● Exercise instructions: Apart from the pictures, every entry should be reproduced exactly.

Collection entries
╭──

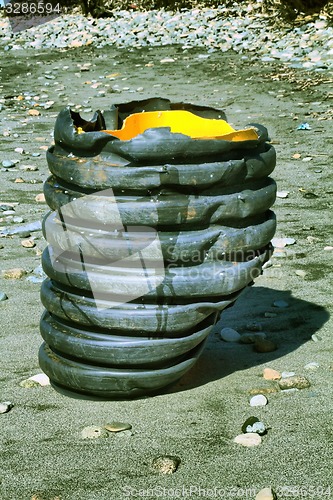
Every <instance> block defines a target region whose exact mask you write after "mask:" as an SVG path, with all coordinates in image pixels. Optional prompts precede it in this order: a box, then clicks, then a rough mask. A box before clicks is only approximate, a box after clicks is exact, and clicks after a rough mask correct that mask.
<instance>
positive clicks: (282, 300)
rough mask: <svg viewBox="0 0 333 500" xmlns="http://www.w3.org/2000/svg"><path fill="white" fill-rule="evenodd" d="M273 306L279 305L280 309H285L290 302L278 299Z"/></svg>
mask: <svg viewBox="0 0 333 500" xmlns="http://www.w3.org/2000/svg"><path fill="white" fill-rule="evenodd" d="M273 307H278V308H279V309H284V308H286V307H289V303H288V302H286V301H285V300H276V301H275V302H273Z"/></svg>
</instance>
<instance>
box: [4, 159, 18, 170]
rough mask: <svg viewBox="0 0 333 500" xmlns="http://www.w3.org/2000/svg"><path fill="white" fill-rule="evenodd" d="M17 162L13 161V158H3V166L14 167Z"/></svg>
mask: <svg viewBox="0 0 333 500" xmlns="http://www.w3.org/2000/svg"><path fill="white" fill-rule="evenodd" d="M15 165H16V163H15V162H13V161H12V160H3V162H2V166H3V167H5V168H13V167H15Z"/></svg>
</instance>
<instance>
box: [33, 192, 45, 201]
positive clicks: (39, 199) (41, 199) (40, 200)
mask: <svg viewBox="0 0 333 500" xmlns="http://www.w3.org/2000/svg"><path fill="white" fill-rule="evenodd" d="M35 201H37V203H45V195H44V193H39V194H38V195H37V196H36V197H35Z"/></svg>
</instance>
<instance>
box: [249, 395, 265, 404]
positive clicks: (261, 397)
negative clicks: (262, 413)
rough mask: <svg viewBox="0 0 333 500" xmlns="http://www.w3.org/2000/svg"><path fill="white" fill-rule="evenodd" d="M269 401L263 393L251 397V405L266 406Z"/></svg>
mask: <svg viewBox="0 0 333 500" xmlns="http://www.w3.org/2000/svg"><path fill="white" fill-rule="evenodd" d="M267 403H268V401H267V398H266V396H264V395H263V394H257V396H253V397H252V398H251V399H250V406H266V405H267Z"/></svg>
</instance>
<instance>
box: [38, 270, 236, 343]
mask: <svg viewBox="0 0 333 500" xmlns="http://www.w3.org/2000/svg"><path fill="white" fill-rule="evenodd" d="M242 291H243V290H241V291H239V292H236V293H235V294H230V295H228V296H227V297H224V298H223V297H219V298H218V299H217V300H216V301H214V300H213V299H212V298H204V297H199V298H198V301H197V302H194V301H193V300H192V299H189V300H188V301H187V302H186V301H183V303H181V302H180V299H179V303H177V302H176V303H175V304H174V303H167V302H166V301H164V303H162V304H151V303H147V301H145V302H142V301H140V300H139V301H138V302H127V303H122V304H115V303H112V302H109V303H108V302H104V303H103V308H102V307H100V308H99V309H98V308H97V307H96V301H95V299H94V298H93V297H92V296H89V295H87V294H86V293H85V294H84V295H83V292H82V290H79V289H75V288H71V289H68V288H66V287H64V286H63V285H61V284H60V283H56V282H54V281H51V280H50V279H46V280H45V281H44V282H43V284H42V288H41V300H42V303H43V305H44V307H45V308H46V309H47V310H48V311H49V312H50V313H51V314H53V315H56V316H58V317H60V318H62V319H63V320H65V321H69V322H73V326H75V325H78V327H80V325H85V326H86V327H91V328H92V329H94V328H96V327H98V328H103V329H109V330H113V331H115V332H118V334H121V332H124V331H125V332H126V335H128V336H135V337H138V336H143V337H144V336H154V335H159V334H161V332H163V335H164V338H178V337H182V336H185V335H188V334H189V332H190V331H191V329H194V328H196V327H197V325H198V324H199V323H201V322H202V321H204V320H205V319H206V318H207V317H208V316H210V315H211V314H214V313H215V314H216V313H220V312H221V311H223V310H224V309H225V308H226V307H229V306H230V305H232V304H233V302H234V301H235V300H236V299H237V298H238V297H239V295H240V294H241V293H242ZM176 300H178V299H176Z"/></svg>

╰──

● Exercise response:
Every <instance> block defines a target region whose exact mask you write after "mask:" as an SVG path, with all coordinates in image pixels. Optional prompts precede it in this order: a box, then clicks, then a rough mask. A box before clicks is only approximate, a box after clicks is exact, and clicks after a rough mask correct that mask.
<instance>
positive clicks: (282, 300)
rough mask: <svg viewBox="0 0 333 500" xmlns="http://www.w3.org/2000/svg"><path fill="white" fill-rule="evenodd" d="M273 306L279 305L280 309H285L290 302L278 299Z"/></svg>
mask: <svg viewBox="0 0 333 500" xmlns="http://www.w3.org/2000/svg"><path fill="white" fill-rule="evenodd" d="M273 307H278V308H279V309H284V308H286V307H289V303H288V302H286V301H285V300H276V301H275V302H273Z"/></svg>
</instance>
<instance>
box: [4, 159, 18, 170]
rough mask: <svg viewBox="0 0 333 500" xmlns="http://www.w3.org/2000/svg"><path fill="white" fill-rule="evenodd" d="M17 162L13 161V158H3V166L14 167Z"/></svg>
mask: <svg viewBox="0 0 333 500" xmlns="http://www.w3.org/2000/svg"><path fill="white" fill-rule="evenodd" d="M15 165H16V163H15V162H13V161H12V160H3V162H2V166H3V167H5V168H13V167H15Z"/></svg>
</instance>
<instance>
box: [33, 192, 45, 201]
positive clicks: (39, 199) (41, 199) (40, 200)
mask: <svg viewBox="0 0 333 500" xmlns="http://www.w3.org/2000/svg"><path fill="white" fill-rule="evenodd" d="M35 201H37V203H45V195H44V193H39V194H38V195H37V196H36V197H35Z"/></svg>
</instance>
<instance>
box: [249, 395, 265, 404]
positive clicks: (261, 397)
negative clicks: (262, 413)
rough mask: <svg viewBox="0 0 333 500" xmlns="http://www.w3.org/2000/svg"><path fill="white" fill-rule="evenodd" d="M269 401L263 393L251 397V405L266 406Z"/></svg>
mask: <svg viewBox="0 0 333 500" xmlns="http://www.w3.org/2000/svg"><path fill="white" fill-rule="evenodd" d="M267 403H268V401H267V398H266V396H264V395H263V394H257V396H253V397H252V398H251V399H250V406H266V405H267Z"/></svg>
</instance>
<instance>
box: [38, 270, 236, 343]
mask: <svg viewBox="0 0 333 500" xmlns="http://www.w3.org/2000/svg"><path fill="white" fill-rule="evenodd" d="M242 291H243V290H241V291H239V292H236V293H235V294H230V295H228V296H227V297H224V298H223V297H219V298H218V299H217V300H216V301H214V300H213V299H212V298H204V297H199V298H198V301H197V302H194V301H193V300H192V299H189V300H188V301H187V302H186V301H183V303H181V302H180V299H179V303H177V302H176V303H175V304H174V303H167V302H166V301H164V303H162V304H151V303H147V301H145V302H142V301H140V300H139V301H138V302H127V303H122V304H115V303H112V302H109V303H108V302H104V303H103V308H102V307H100V308H99V309H98V308H97V307H96V301H95V299H94V298H93V297H92V296H89V295H87V294H86V293H85V294H84V295H83V292H82V290H79V289H75V288H71V289H68V288H66V287H64V286H63V285H61V284H60V283H56V282H54V281H51V280H50V279H46V280H45V281H44V282H43V284H42V288H41V300H42V303H43V305H44V307H45V308H46V309H47V310H48V311H49V312H50V313H51V314H53V315H56V316H58V317H60V318H62V319H63V320H65V321H69V322H73V326H75V325H78V327H80V325H85V326H86V327H91V328H92V329H94V328H96V327H98V328H103V329H109V330H113V331H115V332H118V334H121V332H124V331H125V332H126V335H128V336H135V337H138V336H143V337H144V336H154V335H159V334H161V332H163V335H164V338H178V337H182V336H185V335H188V334H189V332H190V331H191V329H194V328H196V327H197V325H198V324H199V323H201V322H202V321H204V320H205V319H206V318H207V317H208V316H210V315H211V314H214V313H215V314H216V313H220V312H221V311H223V310H224V309H225V308H226V307H229V306H230V305H232V304H233V302H234V301H235V300H236V299H237V298H238V297H239V295H240V294H241V293H242ZM176 300H178V299H176Z"/></svg>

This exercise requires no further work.